(Beginning of Source text)

DeWine Demands More Specific Info From Long-term Care Centers
YOUNGSTOWN, Ohio — When Gov. Mike DeWine took office, one of his goals was to have more info available for decision makers, including elected officials and the public, he said. During his eight years as Ohio attorney general, he said he was frustrated by the lack of timely information regarding the drug epidemic in the state.
“It is really imperative in this particular crisis that we balance the public’s right to know and our obligation to protect Ohioans’ health privacy rights,” DeWine said during his daily briefing Monday.
Last week, the state began publishing information on positive cases in long-term care centers, including nursing homes. The administration found “inconsistent information, inconsistent reporting,” which caused inaccurate data. The information was taken down from Coronavirus.ohio.gov, he said.
The department of health is in the process of correcting the information, he said. The updated data will be posted on the website at 2 p.m. on Wednesday.
“Further, I have directed the department of health to collect more specific information regarding nursing homes,” he said. “This data will include COVID-19 cases broken down in each nursing home category by residents and staff.”
The website will report new information as well as cumulative numbers for each specific nursing home and assisted living where positive diagnoses have been identified, he said. Data will be broken down by location and county, he said. The numbers will be updated every Wednesday.
Death counts will also be updated at the county level, he noted. That reporting will likely begin next week.
In an effort to provide more accurate information regarding Ohio hospitals, the Ohio Disease Reporting System is being modified to “accurately collect case information for individuals who are in direct care providers who are direct care providers at hospitals,” he said. The information will include the name of the hospital where that provider works.

(End of Source text)
(Beginning of The data)

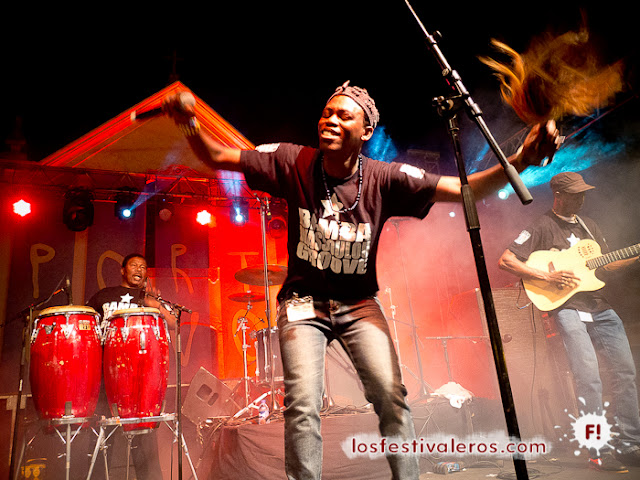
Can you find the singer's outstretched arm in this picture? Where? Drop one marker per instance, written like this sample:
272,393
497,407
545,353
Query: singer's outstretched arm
208,150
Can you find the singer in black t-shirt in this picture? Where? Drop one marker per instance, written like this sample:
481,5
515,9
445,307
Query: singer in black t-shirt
338,202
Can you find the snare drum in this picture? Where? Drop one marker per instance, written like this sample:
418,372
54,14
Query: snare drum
66,362
136,364
263,362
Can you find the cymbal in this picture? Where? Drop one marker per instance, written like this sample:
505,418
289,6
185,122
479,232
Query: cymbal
246,297
255,275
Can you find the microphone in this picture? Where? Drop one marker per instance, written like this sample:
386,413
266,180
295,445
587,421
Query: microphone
143,292
67,289
185,99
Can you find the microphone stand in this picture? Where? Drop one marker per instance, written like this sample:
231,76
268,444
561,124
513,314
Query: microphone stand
448,108
264,209
26,334
177,310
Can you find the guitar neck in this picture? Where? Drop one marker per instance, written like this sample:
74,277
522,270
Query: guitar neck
621,254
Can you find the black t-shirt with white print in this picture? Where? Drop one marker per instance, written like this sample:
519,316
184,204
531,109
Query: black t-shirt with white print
333,255
550,232
112,299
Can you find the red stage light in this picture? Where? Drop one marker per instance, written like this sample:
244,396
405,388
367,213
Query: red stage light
203,217
22,208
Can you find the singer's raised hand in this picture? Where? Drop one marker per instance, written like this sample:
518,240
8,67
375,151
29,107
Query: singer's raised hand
179,106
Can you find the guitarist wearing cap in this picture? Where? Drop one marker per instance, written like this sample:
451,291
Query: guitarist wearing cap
557,258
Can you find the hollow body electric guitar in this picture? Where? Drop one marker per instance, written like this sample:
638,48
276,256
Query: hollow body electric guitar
582,259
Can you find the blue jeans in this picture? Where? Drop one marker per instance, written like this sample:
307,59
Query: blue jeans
606,336
362,329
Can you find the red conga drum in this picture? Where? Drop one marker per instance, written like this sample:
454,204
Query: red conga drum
136,364
66,362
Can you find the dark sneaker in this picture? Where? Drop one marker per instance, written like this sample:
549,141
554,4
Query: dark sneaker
630,457
606,462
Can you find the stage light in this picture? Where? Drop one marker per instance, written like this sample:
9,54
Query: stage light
124,208
77,213
503,194
239,212
22,208
203,217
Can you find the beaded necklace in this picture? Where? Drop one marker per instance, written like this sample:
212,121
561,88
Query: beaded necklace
326,187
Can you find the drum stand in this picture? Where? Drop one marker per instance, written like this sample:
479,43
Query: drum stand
115,422
67,439
24,359
242,325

(End of The data)

* Prompt
Carry on the article about Governor DeWine's push for more detailed COVID-19 data from long-term care centers, starting after its last sentence.

* Exercise response
“I expect this data to be available very soon,” DeWine said. “To put in plain English, you will be able to see by hospital the number of their health-care staff that, if any, have come down with COVID-19.”
While Ohio law permits the release of aggregated data on the coronavirus website, it doesn’t allow for release of data that’s so specific that, when paired with other public information, it can lead to positive identification of patients and infringing on their personal privacy rights, he said.
Dr. Amy Acton, director of the Ohio Department of Health, reiterated that the new data being released needs to be taken in context. One part of the original order was that long-term care centers were mandated to inform families of residents of any positive COVID-19 cases, whether it be a resident or employee.
“I think that’s very vitally important, because we are going to see folks get sick in nursing homes. We will see some folks die,” Acton said. “And that doesn’t necessarily mean that they’re getting bad care.”
However, as with any congregate site, long-term care centers are particularly vulnerable to coronavirus spread. So it’s important for those centers and the families “to keep that dialogue open,” she said.
“What is not acceptable is for folks to be left unawares,” she says. “We do have the right to know what’s happening with our loved ones.”